━━━━━ PROVIDED DATA ━━━━━

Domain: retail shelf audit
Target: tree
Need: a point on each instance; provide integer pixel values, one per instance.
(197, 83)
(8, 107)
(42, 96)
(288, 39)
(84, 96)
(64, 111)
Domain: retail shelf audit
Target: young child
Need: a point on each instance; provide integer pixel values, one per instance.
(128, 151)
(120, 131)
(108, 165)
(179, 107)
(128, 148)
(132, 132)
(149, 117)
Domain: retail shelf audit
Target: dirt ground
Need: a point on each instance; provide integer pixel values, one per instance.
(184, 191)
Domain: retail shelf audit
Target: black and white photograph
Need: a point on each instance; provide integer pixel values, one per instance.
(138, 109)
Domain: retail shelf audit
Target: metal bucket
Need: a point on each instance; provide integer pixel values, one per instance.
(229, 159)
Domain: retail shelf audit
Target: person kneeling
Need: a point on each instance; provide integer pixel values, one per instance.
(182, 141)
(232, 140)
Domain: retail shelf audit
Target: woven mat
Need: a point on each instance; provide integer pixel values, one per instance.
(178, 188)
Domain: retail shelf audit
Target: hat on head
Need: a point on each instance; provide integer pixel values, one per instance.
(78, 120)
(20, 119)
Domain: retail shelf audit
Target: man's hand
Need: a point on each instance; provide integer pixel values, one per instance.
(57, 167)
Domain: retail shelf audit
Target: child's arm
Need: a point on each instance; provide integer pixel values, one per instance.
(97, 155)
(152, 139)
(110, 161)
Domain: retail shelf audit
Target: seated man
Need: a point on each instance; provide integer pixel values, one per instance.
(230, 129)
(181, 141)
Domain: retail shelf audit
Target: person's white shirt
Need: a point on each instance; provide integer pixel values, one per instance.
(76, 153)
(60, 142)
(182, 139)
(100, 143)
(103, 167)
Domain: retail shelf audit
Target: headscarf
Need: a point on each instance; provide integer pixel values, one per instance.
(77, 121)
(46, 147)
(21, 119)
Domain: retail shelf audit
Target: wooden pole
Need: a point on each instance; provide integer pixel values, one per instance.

━━━━━

**WRITTEN INSTRUCTION**
Tally the lines in the entries above that contain the string "person", treating uppercase and lowercase as different. Reply with that number alone.

**EXPECTED ANSWER**
2